> _DESCRIPTION OF THE TASK_: Gather every line from the entries below that contains the word "pendant", and list those lines.

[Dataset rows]
* start *

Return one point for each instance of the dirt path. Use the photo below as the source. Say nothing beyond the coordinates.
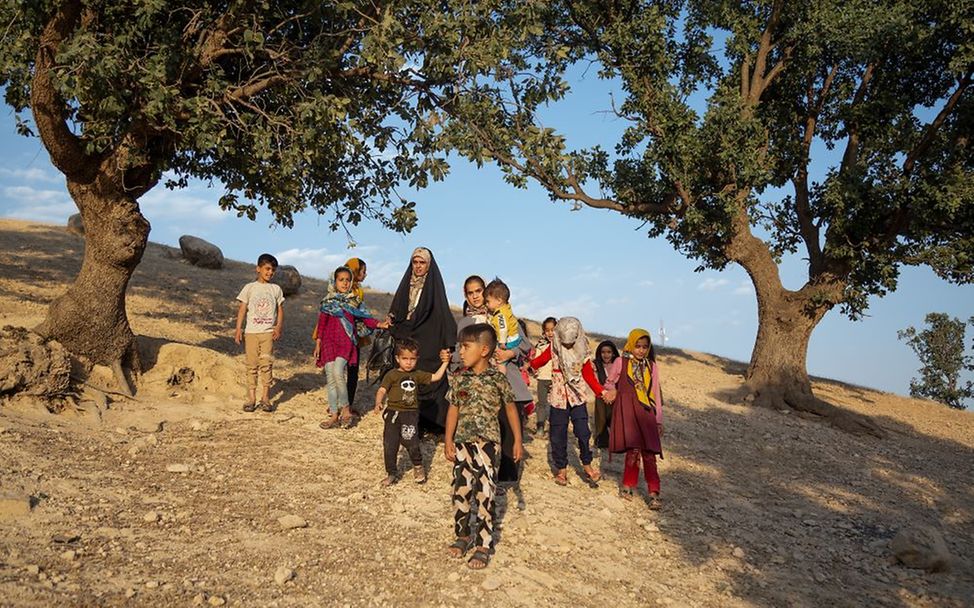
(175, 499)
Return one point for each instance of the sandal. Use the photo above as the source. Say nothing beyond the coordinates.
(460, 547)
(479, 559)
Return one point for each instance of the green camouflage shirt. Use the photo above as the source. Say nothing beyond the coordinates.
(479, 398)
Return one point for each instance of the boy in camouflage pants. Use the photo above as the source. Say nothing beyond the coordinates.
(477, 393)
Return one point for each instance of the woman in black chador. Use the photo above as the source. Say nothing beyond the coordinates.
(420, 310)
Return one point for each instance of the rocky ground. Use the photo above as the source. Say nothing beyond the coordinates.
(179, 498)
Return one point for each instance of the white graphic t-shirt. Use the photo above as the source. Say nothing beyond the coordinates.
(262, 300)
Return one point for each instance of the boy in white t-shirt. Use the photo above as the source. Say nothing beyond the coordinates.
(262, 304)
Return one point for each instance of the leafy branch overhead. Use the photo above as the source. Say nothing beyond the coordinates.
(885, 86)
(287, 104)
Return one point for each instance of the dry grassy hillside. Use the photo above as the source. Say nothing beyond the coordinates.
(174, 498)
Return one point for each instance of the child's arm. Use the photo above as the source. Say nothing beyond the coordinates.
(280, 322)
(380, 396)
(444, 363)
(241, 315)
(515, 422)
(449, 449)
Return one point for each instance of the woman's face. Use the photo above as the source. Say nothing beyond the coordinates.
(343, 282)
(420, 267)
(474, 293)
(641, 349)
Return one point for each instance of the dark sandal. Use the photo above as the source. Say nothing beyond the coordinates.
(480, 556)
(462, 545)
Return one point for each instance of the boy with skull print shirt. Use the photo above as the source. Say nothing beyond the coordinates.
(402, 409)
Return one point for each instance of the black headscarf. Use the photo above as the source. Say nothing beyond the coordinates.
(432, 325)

* end *
* start *

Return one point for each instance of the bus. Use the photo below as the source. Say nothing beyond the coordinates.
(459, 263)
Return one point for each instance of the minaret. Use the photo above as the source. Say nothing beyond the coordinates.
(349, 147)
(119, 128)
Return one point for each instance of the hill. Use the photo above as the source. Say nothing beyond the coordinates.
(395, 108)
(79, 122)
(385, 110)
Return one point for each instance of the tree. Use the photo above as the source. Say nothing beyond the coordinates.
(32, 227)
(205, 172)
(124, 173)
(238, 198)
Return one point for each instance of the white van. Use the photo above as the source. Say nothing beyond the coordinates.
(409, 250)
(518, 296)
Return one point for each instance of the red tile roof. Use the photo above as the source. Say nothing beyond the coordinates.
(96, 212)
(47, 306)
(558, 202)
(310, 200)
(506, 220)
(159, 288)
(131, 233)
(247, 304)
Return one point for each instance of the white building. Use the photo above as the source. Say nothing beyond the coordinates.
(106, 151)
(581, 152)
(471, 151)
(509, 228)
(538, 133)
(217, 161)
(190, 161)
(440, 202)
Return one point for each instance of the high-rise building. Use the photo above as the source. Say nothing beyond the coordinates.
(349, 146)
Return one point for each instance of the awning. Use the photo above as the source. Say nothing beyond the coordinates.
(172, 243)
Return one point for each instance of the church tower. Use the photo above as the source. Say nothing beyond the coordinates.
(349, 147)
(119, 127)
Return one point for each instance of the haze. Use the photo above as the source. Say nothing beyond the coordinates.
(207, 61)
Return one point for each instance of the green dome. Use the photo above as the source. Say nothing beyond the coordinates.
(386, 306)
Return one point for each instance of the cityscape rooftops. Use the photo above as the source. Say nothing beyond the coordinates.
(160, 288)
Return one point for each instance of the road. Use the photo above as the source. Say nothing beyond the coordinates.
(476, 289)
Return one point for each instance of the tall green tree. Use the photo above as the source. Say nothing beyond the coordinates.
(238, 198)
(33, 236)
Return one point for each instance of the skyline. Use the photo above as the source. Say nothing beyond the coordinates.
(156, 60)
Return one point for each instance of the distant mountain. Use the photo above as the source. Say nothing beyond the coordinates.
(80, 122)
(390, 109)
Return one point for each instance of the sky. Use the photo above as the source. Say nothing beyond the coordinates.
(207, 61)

* end *
* start *

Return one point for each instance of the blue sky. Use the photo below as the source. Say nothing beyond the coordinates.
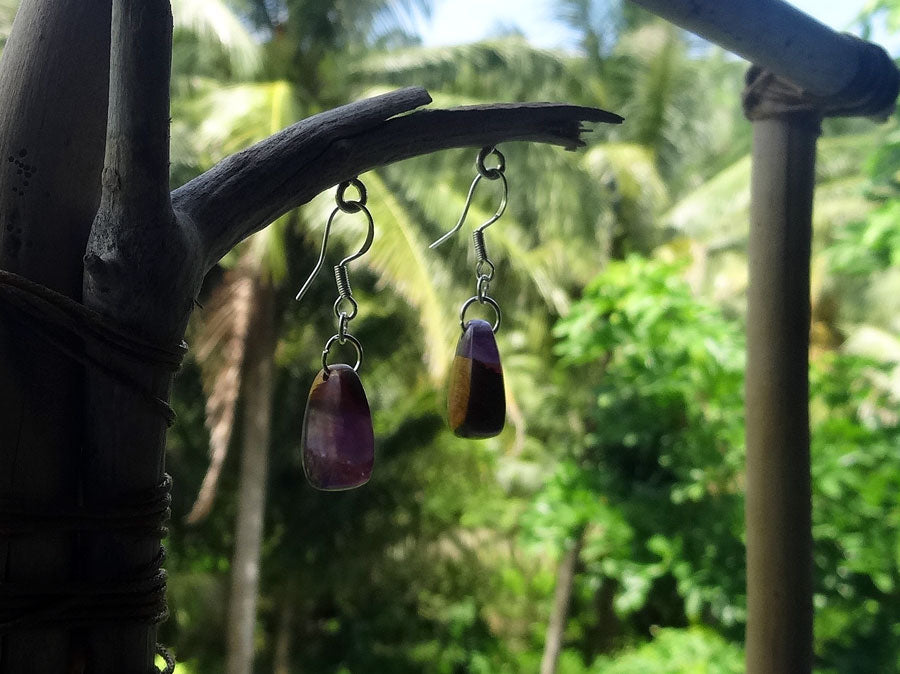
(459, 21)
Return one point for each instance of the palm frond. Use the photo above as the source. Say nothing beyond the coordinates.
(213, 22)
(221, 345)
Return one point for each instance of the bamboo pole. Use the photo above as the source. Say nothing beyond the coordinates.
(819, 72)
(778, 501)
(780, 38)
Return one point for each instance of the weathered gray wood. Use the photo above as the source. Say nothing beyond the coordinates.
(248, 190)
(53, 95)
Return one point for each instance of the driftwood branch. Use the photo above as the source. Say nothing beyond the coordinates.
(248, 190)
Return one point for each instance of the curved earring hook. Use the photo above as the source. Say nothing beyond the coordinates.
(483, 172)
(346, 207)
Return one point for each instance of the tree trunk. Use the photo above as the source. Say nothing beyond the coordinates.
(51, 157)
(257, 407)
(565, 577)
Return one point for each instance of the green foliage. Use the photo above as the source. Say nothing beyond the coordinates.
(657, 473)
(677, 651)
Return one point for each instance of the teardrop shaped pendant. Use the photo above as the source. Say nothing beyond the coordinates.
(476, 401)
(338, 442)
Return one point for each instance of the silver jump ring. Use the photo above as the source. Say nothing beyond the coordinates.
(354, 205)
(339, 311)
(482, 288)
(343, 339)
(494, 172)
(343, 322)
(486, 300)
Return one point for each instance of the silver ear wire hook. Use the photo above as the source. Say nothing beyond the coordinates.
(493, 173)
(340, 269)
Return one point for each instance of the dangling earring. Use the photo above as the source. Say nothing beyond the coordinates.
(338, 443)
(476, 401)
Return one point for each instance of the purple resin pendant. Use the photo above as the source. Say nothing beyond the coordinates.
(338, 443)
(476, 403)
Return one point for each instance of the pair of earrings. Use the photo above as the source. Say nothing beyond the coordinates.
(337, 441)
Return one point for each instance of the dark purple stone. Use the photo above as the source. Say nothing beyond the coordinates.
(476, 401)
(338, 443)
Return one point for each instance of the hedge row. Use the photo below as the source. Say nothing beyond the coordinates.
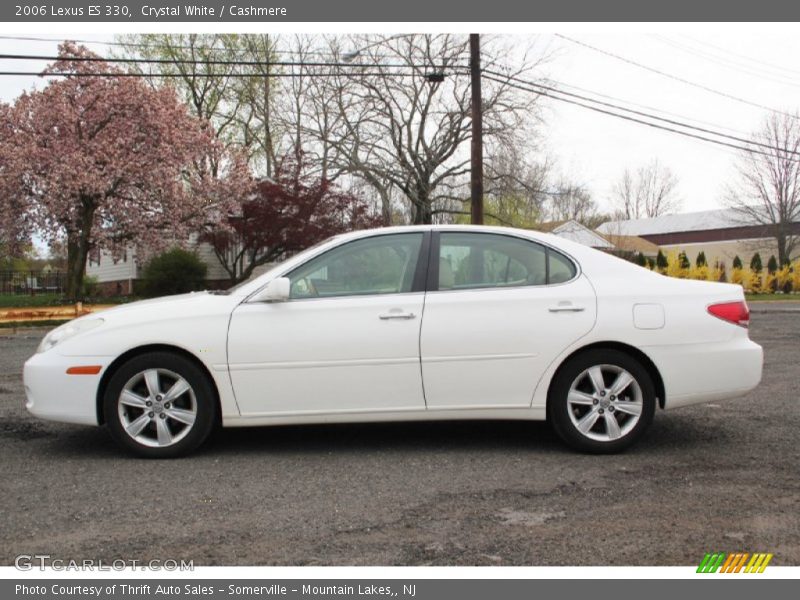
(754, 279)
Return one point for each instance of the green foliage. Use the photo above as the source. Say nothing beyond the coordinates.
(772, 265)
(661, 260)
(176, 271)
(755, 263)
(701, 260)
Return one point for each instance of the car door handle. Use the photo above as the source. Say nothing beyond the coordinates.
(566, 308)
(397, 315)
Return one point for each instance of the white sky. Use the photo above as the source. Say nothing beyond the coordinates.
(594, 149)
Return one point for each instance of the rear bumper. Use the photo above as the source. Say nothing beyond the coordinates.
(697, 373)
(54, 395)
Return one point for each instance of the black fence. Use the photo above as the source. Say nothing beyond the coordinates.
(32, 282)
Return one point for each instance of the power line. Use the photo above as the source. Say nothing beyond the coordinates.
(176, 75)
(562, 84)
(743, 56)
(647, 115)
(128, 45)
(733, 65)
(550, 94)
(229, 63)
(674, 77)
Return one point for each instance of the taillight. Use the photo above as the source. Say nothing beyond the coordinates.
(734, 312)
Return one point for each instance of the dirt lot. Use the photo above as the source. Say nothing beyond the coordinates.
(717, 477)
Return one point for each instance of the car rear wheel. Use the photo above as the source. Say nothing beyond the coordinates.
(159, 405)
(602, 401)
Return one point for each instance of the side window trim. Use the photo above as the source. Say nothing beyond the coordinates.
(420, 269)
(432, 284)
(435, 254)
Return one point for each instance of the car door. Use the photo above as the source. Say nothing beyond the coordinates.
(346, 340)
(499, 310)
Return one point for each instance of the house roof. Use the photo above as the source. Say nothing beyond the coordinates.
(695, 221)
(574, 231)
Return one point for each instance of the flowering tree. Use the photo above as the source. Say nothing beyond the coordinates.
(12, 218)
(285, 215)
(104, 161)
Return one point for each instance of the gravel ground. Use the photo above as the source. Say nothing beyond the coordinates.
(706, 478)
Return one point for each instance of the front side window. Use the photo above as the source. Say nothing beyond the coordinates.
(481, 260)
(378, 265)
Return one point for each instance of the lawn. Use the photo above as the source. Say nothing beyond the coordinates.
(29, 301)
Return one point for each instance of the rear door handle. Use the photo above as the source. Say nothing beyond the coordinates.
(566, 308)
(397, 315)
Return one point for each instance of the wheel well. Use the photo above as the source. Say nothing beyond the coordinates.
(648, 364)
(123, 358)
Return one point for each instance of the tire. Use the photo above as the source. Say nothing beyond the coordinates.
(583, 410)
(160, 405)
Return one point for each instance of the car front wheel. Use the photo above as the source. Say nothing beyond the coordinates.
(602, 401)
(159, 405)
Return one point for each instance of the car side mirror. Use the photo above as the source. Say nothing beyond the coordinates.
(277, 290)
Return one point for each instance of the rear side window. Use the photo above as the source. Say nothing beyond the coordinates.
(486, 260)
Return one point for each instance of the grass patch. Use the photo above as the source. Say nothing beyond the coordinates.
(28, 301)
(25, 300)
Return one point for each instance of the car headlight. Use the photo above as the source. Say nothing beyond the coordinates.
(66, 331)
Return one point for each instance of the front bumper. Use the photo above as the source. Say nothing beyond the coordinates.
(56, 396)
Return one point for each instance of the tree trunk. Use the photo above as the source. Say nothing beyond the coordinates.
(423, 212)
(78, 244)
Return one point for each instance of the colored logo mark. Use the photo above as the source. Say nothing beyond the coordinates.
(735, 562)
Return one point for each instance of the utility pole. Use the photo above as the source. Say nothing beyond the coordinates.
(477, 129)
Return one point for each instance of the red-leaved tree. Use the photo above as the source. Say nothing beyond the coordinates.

* end *

> _ANSWER TO THE PROBLEM_:
Return one point for each instance of the teardrop shaped pendant. Use the photo above as the source. Say nothing beyond the coordinates.
Return one point for each instance of the purple resin pendant. Use the photo above as the source. Say nothing beyond the coordinates.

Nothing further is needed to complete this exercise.